▶ [SOURCE EXCERPT]
<<<<

NEW YORK — The National Rifle Association is in a double-barreled legal battle for its future, moving forward with its bankruptcy case while fighting accusations it only sought Chapter 11 protection to avoid a potentially crippling lawsuit.

Lawyers for the influential advocacy group told a federal judge Wednesday that the organization’s decision to declare bankruptcy, with plans to reincorporate in gun-friendly Texas, was not an attempt to dodge a lawsuit brought by the attorney general in New York, its current corporate home.

“New York is a hostile environment for second amendment advocacy that’s no secret, and it’s no accident,” NRA lawyer Sarah Rogers told the bankruptcy judge, Harlin DeWayne Hale, at a hearing in Dallas.

But another NRA lawyer, Patrick Neligan, said that the organization was “not afraid” of fighting the lawsuit filed by New York Attorney General Letitia James and wouldn’t use bankruptcy proceedings as protection.

A lawyer for James, a Democrat, said despite that pledge, they were still concerned the NRA was attempting an end-run around the case, pointing to a press release in which the organization said that by filing for bankruptcy it was “dumping New York.”

The NRA, in the press release, said it was in strong financial shape but sought to reorganize through bankruptcy because it wanted to break free of a “corrupt political and regulatory environment in New York,” where it has been incorporated as a nonprofit since 1871.

Neligan told Hale on Wednesday that the NRA filed for bankruptcy in part because it feared “death by 1,000 cuts” not solely from the New York case, but from various lawsuits it faces across the country.

The NRA and James’ office were set to tangle again Thursday before a New York judge over the lawsuit, the latest in a series of state regulatory challenges that spurred the organization’s pivot to bankruptcy.

James sued the NRA last August, seeking its dissolution over claims that top executives illegally diverted tens of millions of dollars for lavish trips, no-show contracts for associates and other questionable expenditures.

The NRA has denied the allegations, said “thwarting the NRA’s corporate purpose is a career goal for James,” and argued in court papers that the lawsuit should be thrown out on technical grounds.

>>>>

▶ [WHAT TO WORK ON]
#1 Transcribe the part of the NRA bankruptcy article that opens with the words containing "NEW YORK — The" and closes with "hearing in Dallas.".
#2 According to the NRA bankruptcy article, in which state did the NRA plan to reincorporate?
The data has no role here.

▶ [EXTRACTED DATA]
<<<<

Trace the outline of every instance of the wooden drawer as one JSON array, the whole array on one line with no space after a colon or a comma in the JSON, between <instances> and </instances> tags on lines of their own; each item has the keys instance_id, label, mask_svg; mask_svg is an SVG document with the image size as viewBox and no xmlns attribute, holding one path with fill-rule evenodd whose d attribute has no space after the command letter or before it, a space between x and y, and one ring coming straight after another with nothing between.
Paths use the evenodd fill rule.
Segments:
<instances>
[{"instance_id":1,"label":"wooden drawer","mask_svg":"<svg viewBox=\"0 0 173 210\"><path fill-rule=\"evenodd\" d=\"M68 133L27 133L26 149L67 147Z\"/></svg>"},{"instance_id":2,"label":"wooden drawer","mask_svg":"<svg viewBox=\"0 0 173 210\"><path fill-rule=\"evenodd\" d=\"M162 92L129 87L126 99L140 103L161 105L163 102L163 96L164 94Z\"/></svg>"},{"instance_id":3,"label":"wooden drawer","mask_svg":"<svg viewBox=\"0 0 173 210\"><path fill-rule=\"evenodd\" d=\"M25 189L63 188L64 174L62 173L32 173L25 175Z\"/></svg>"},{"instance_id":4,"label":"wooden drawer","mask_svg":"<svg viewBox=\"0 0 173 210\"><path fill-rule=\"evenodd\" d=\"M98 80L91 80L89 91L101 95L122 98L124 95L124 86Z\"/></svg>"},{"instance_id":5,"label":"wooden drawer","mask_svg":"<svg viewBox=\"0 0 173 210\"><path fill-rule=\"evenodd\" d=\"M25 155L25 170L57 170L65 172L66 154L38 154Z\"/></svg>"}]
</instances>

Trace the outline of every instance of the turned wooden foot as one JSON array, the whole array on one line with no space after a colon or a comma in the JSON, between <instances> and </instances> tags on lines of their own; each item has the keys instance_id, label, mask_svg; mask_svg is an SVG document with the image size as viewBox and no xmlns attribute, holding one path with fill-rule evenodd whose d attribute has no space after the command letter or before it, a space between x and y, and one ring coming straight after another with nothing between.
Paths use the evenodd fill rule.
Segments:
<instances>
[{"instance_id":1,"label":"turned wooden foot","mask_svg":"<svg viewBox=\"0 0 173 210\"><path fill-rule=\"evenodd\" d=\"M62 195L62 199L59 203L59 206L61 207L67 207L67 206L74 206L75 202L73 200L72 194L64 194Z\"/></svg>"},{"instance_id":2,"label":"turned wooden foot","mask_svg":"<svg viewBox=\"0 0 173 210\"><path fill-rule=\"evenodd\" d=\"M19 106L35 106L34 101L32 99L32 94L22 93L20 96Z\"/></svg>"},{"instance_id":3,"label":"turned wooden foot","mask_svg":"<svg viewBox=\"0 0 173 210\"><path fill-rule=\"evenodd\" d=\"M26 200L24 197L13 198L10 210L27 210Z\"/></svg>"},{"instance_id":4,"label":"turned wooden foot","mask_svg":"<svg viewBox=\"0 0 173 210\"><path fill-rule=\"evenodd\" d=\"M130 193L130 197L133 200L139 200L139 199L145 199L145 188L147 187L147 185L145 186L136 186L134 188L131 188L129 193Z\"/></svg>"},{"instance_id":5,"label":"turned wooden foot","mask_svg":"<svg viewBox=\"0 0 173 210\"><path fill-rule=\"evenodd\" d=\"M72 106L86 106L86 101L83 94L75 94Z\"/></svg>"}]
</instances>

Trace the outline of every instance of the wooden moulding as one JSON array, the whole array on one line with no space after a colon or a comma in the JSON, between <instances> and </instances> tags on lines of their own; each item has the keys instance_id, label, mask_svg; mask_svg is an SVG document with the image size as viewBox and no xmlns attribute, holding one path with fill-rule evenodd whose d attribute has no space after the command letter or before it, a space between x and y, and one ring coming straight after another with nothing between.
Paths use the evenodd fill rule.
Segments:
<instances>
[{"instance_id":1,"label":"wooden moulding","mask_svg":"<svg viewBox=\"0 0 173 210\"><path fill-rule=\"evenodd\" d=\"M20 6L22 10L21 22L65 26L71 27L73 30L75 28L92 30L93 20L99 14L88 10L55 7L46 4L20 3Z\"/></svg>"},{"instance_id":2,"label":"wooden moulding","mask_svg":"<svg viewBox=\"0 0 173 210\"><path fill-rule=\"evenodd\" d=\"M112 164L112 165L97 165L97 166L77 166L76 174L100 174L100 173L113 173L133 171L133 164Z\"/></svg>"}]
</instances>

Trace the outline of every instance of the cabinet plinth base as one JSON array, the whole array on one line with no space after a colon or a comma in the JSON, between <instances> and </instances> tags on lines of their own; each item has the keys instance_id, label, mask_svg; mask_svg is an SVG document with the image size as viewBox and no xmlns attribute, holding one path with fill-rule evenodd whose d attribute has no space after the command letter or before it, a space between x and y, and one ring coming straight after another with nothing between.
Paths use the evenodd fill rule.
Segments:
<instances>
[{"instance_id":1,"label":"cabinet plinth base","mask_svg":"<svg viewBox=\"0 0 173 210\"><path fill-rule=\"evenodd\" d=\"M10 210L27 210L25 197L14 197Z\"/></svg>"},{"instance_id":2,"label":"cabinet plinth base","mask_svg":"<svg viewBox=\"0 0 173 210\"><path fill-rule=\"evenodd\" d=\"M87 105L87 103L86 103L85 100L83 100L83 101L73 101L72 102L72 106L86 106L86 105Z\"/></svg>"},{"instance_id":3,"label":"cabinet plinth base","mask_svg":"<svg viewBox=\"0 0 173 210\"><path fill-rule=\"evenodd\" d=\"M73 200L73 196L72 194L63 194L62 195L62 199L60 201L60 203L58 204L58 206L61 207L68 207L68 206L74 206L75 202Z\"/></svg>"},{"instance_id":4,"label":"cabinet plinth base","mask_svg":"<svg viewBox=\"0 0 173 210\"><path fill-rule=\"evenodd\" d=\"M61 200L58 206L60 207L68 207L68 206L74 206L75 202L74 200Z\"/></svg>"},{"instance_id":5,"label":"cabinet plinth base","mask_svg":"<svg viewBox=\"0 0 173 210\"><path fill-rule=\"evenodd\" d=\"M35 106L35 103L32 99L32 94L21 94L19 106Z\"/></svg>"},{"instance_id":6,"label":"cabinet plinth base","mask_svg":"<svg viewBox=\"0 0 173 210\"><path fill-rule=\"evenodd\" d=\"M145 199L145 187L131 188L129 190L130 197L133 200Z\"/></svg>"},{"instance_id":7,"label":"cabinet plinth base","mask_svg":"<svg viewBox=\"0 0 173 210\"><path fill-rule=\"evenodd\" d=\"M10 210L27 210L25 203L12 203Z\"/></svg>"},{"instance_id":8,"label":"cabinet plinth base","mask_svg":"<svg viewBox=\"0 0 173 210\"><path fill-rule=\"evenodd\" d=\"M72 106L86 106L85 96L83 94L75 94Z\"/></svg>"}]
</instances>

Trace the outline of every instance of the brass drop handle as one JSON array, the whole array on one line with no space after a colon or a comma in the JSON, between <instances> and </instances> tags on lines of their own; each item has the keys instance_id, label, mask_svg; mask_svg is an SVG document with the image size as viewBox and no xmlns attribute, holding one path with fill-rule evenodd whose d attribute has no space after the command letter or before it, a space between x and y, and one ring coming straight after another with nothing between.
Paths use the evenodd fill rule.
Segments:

>>>>

▶ [ANSWERS FOR THIS EXERCISE]
#1
NEW YORK — The National Rifle Association is in a double-barreled legal battle for its future, moving forward with its bankruptcy case while fighting accusations it only sought Chapter 11 protection to avoid a potentially crippling lawsuit.

Lawyers for the influential advocacy group told a federal judge Wednesday that the organization’s decision to declare bankruptcy, with plans to reincorporate in gun-friendly Texas, was not an attempt to dodge a lawsuit brought by the attorney general in New York, its current corporate home.

“New York is a hostile environment for second amendment advocacy that’s no secret, and it’s no accident,” NRA lawyer Sarah Rogers told the bankruptcy judge, Harlin DeWayne Hale, at a hearing in Dallas.

#2 Texas